- DATA FOR THIS EXERCISE
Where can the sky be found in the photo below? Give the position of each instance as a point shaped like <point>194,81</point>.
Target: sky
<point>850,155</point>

--

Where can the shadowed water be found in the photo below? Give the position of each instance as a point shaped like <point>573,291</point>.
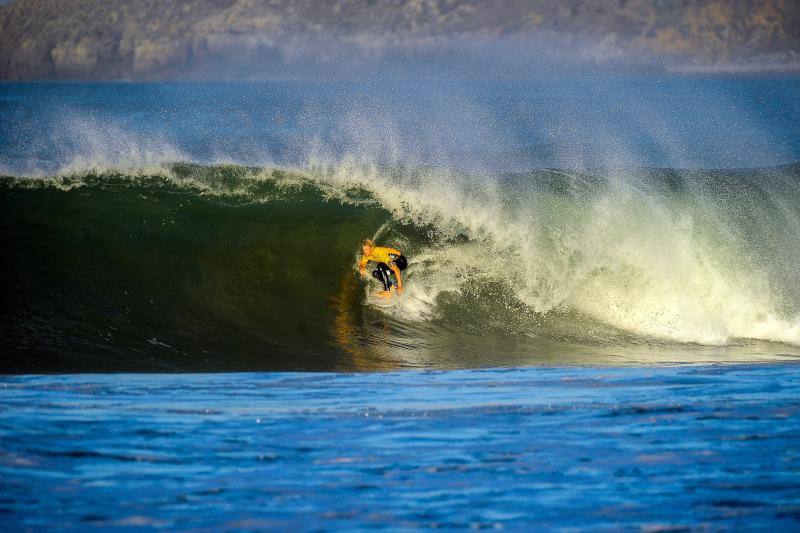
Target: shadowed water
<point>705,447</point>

- TASK REQUIREMENTS
What is wanted is a copy of every line in the listing that includes the word "Where".

- ANSWER BOX
Where can the sky be found in the photo below? Give the position of each instance as a point shaped like <point>194,81</point>.
Where can the shadowed water be found in the photo below? Give the position of each instance as a point shaped like <point>573,291</point>.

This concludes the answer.